Pirates: The True and Surprising Story of the Pirates of the Caribbean by Patrick Auerbach

Pirates: The True and Surprising Story of the Pirates of the CaribbeanPirates: The True and Surprising Story of the Pirates of the Caribbean by Patrick Auerbach

My rating: 5 of 5 stars

Patrick Auerbach’s delightful account of the pirates of the Caribbean in the early 18 century, which is hailed as the Golden Age of Piracy is Pirates: The True and Surprising Story of the Pirates of the Caribbean by Patrick Auerbach for readers of all ages whose curiosity about these buccaneers is prompted either by the popular Disney movie installments of “Pirates of the Caribbean “ or Robert Louis Stevenson’s timeless novel Treasure Island. Auerbach’s vivid descriptions and elegant way of narration engages the reader in the history of these infamous sea marauders with telltale details of the piracy and the crew based on a wide variety of resources, including Captain Johnson’s A General History of the Robberies and Murders of the Most Notorious Pirates published in 1724 and other relevant historical records. This book will render the reader a new viewpoint on piracy that comes in a surprising twist of myth and legend in an instructive as well as an entertaining fashion.

▶ [ASSIGNMENT 1]: What rating does the book review give Auerbach's book?
▶ [ASSIGNMENT 2]: According to the book review, what makes Auerbach's account engage the reader in the history of the pirates?
▶ [ASSIGNMENT 3]: List every work other than Auerbach's own book that the book review mentions.
The stored data lines are not needed for any of this.

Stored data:
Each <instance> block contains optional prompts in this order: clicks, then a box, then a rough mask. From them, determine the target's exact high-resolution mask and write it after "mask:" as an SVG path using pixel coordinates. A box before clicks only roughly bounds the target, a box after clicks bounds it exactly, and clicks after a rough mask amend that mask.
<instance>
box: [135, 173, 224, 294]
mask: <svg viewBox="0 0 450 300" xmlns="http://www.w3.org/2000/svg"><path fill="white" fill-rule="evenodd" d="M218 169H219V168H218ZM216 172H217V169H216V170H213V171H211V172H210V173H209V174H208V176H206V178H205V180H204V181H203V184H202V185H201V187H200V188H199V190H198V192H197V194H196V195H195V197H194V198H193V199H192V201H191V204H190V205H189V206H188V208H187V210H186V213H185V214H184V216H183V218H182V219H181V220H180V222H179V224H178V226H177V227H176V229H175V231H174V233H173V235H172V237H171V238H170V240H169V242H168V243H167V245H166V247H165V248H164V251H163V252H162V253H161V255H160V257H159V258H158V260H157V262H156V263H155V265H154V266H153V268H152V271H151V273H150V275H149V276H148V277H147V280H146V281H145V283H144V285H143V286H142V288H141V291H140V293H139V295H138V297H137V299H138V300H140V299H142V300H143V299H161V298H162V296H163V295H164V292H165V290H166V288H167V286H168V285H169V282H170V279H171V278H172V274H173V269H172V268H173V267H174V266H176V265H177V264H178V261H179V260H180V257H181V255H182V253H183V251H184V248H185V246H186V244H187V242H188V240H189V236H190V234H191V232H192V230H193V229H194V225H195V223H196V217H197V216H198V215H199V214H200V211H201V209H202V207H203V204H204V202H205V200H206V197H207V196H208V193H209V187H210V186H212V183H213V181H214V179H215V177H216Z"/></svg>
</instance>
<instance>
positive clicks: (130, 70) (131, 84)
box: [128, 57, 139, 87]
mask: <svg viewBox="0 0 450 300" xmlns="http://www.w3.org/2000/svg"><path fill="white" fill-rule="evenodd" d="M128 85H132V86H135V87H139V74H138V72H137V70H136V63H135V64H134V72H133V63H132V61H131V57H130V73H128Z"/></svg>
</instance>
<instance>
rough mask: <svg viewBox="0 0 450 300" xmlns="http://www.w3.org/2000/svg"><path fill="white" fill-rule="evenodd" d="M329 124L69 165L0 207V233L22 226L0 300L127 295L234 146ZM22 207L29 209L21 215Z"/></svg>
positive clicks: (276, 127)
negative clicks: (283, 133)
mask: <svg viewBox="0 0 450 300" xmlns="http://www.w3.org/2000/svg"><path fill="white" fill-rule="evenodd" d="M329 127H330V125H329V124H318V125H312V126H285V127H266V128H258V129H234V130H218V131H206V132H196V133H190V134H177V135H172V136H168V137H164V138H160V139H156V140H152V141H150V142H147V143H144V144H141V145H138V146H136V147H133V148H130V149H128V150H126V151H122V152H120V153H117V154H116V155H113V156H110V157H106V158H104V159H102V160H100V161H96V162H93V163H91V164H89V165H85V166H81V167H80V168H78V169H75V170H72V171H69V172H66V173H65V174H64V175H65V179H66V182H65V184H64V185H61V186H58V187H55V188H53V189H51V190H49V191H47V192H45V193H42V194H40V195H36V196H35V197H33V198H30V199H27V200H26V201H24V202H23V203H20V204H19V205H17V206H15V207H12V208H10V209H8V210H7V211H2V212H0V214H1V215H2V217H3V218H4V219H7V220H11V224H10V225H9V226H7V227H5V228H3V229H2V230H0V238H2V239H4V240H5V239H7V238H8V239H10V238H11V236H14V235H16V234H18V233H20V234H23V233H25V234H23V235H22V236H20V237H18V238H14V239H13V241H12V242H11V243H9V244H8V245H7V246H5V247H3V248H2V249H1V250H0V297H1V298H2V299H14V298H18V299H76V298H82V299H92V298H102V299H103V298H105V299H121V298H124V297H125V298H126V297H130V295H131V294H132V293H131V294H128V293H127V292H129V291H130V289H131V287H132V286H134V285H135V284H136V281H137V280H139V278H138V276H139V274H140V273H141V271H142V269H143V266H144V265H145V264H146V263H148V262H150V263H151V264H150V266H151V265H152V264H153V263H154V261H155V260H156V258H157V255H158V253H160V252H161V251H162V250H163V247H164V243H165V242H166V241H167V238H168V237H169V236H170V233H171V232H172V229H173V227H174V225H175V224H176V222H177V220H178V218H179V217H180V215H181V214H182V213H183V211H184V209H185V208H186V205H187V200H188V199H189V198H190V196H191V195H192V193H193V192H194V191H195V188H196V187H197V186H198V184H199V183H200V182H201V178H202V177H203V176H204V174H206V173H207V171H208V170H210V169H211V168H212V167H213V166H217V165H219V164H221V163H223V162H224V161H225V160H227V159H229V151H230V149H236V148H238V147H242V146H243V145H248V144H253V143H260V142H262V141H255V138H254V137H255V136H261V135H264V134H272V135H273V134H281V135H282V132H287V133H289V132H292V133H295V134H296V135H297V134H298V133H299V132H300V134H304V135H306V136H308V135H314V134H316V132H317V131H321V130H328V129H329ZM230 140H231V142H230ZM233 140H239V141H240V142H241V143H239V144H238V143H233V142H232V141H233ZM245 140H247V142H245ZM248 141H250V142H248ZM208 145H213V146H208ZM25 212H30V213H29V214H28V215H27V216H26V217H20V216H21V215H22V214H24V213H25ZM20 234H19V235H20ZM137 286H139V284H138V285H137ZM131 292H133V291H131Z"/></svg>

▶ [WRITTEN REPLY 1]: 5 of 5 stars.

▶ [WRITTEN REPLY 2]: His vivid descriptions and elegant way of narration engage the reader. He adds telltale details of the piracy and the crew, drawn from a wide variety of resources.

▶ [WRITTEN REPLY 3]:
- The Disney movie installments of "Pirates of the Caribbean"
- Robert Louis Stevenson's novel Treasure Island
- Captain Johnson's A General History of the Robberies and Murders of the Most Notorious Pirates, published in 1724